• _Problem_
Skip the images and repeat every entry word for word.
::: Information :::
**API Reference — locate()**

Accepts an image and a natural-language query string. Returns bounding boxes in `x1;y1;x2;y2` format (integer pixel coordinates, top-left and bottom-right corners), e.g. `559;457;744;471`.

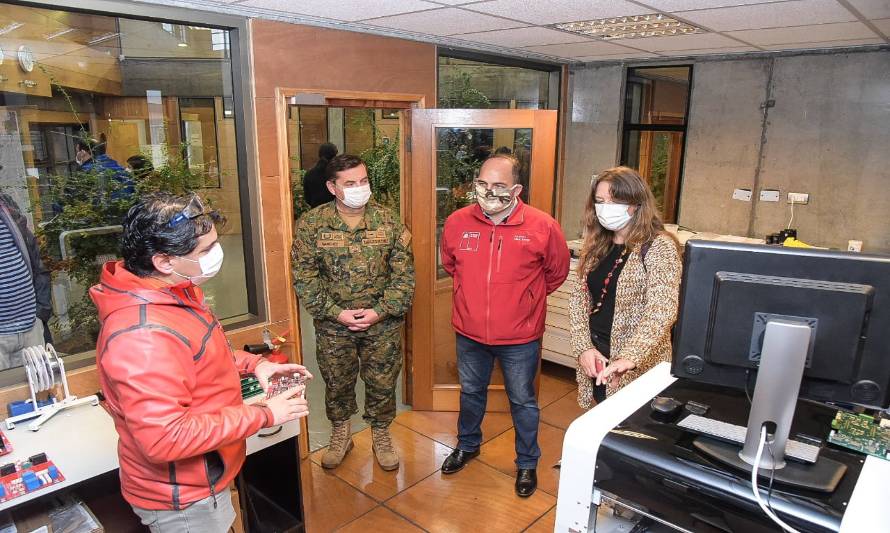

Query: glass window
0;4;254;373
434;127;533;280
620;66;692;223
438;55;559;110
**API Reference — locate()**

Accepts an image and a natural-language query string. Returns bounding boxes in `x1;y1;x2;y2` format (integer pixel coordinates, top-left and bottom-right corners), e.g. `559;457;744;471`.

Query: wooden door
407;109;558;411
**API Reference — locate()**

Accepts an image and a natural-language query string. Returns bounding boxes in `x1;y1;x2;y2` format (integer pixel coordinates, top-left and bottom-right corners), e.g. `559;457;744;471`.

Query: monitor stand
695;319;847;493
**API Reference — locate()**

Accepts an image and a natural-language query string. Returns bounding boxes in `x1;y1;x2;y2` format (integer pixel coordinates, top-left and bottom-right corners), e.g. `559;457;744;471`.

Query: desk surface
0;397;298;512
:::
• _Output for this exercise_
**API Reference — locate()**

Accepts an image and a natural-language query string. Returns bounding boxes in `x1;y1;x2;y2` format (integer pixel coordinates, top-left and bottom-right corners), e.g. `559;457;744;471`.


Query: glass window
0;4;254;373
434;127;533;280
620;66;692;223
438;55;559;110
**API Reference — locate()**

Accepts an image and a natural-language query string. Returns bounding boxes in `x1;y1;x2;y2` format (integer pixel coordinates, top-left and bottom-right corners), e.g. `559;457;744;471`.

Query: wooden door
407;109;558;411
**API Reference — locate()**

Accepts an image and a natural-language query string. Returns bounding boxes in `x1;y1;x2;y2` format (integer pixel coordinates, top-left and bottom-right corners), e.g. `559;457;744;471`.

Query: monitor stand
695;319;847;493
**API Reference — locate()**

Accepts an image and a natural-language query string. Returns bounding boxes in `x1;y1;x2;y2` format (integer pixel coordinates, top-left and bottom-right corners), e.g. `559;457;744;471`.

Query: desk surface
0;397;298;512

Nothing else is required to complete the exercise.